THE EXERCISE:
Change every occurrence of "Point to" in the lines below to "Mark". Then write out all the lines again, with nothing else altered.

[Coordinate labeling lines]
* BEGIN *

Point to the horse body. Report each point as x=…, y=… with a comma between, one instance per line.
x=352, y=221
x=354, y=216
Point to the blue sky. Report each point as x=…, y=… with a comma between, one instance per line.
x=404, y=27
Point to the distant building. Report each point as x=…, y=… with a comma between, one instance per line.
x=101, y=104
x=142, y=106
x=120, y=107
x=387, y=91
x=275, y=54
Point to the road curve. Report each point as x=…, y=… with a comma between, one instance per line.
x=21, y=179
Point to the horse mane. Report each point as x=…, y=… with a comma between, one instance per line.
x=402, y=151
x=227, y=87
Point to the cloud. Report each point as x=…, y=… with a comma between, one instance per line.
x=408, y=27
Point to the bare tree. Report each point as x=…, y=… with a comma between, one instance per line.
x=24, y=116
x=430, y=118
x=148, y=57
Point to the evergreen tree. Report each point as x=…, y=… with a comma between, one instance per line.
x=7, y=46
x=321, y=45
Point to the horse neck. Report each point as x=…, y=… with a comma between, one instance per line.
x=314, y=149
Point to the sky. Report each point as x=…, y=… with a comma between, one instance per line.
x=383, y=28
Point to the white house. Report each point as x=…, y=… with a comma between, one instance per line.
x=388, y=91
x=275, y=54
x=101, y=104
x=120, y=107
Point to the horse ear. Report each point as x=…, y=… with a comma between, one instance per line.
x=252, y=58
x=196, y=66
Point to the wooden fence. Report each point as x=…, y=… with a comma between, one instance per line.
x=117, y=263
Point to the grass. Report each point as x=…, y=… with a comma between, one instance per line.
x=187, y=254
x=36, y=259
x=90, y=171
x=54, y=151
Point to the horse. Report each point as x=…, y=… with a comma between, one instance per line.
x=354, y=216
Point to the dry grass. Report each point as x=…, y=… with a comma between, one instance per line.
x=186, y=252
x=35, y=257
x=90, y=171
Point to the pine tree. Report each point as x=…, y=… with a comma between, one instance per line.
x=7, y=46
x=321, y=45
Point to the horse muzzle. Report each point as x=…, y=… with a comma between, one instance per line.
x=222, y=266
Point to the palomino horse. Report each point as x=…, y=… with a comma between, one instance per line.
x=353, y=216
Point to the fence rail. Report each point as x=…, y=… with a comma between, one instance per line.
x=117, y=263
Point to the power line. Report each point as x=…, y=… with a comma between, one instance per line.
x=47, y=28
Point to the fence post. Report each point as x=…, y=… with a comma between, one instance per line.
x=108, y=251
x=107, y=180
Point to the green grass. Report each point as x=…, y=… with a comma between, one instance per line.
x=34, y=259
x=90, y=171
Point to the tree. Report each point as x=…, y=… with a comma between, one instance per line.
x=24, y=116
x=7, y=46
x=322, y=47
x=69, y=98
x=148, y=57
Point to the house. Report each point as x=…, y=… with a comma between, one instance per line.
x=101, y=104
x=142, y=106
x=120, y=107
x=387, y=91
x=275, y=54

* END *

FINAL RESULT:
Mark the horse body. Report each point as x=…, y=… with a comma between, one instance per line.
x=352, y=221
x=354, y=216
Mark the blue sky. Report each point as x=…, y=… with a comma between, one instance per line.
x=404, y=27
Mark the distant building. Report each point as x=…, y=… with a comma between, one instance per line.
x=101, y=104
x=142, y=106
x=120, y=107
x=387, y=91
x=275, y=54
Mark the road curve. Report each point as x=…, y=… with a comma between, one instance per line.
x=21, y=179
Mark the horse mane. Report each point as x=…, y=… with a comma between, one instance per line.
x=402, y=151
x=227, y=87
Mark the cloud. Report each point as x=…, y=… with a comma between, one instance per line.
x=408, y=27
Mark the bare tree. Report each point as x=…, y=… with a comma between, one instance per line.
x=24, y=116
x=430, y=118
x=148, y=57
Mark the evergreen tree. Report each point as x=…, y=… with a comma between, one instance per line.
x=7, y=46
x=321, y=45
Mark the horse neck. Report each point as x=…, y=… with a comma between, one instance per line.
x=314, y=149
Mark the sky. Report each point as x=…, y=… with a comma between, one instance per line.
x=383, y=28
Mark the white house. Report each point as x=…, y=… with a comma between, one instance per line.
x=388, y=91
x=275, y=54
x=101, y=104
x=120, y=107
Mark the horse ear. Report each point as x=…, y=… with a comma between, one instance per line.
x=252, y=58
x=196, y=66
Mark the wooden fence. Report each point as x=…, y=… with a comma between, one instance per line.
x=117, y=263
Mark the grass. Report each point as x=…, y=… with a comma between, one instance per line.
x=187, y=254
x=36, y=259
x=90, y=171
x=54, y=151
Mark the horse. Report each point as x=…, y=… with a comma between, one instance per line.
x=354, y=216
Mark the dry grass. Report each point as x=…, y=… with a comma between, one instance per line.
x=186, y=252
x=35, y=257
x=90, y=171
Mark the pine tree. Report each point as x=…, y=… with a comma between, one instance per line.
x=7, y=46
x=321, y=45
Mark the horse muzzle. Report each point as x=…, y=… with a comma between, one instance per line.
x=222, y=266
Mark the palomino horse. Report each point as x=…, y=… with a comma between, one instance per line.
x=353, y=216
Mark the fence rail. Report each point as x=…, y=… with a comma between, one instance per line.
x=117, y=263
Mark the power line. Report each point as x=…, y=… with a comma between, one instance per line.
x=47, y=28
Mark the fence post. Report each point as x=…, y=… with a comma between, one instance per line.
x=108, y=251
x=107, y=180
Mark the green grass. Report each point as x=…, y=… with a comma between, one instance per line.
x=34, y=259
x=90, y=171
Mark the tree. Report each point as x=…, y=… with a comma between, one instance per line.
x=24, y=116
x=7, y=46
x=322, y=47
x=69, y=98
x=148, y=57
Mark the house. Report each point as x=…, y=… with a comma between, one instance per line.
x=101, y=104
x=142, y=106
x=120, y=107
x=387, y=91
x=275, y=54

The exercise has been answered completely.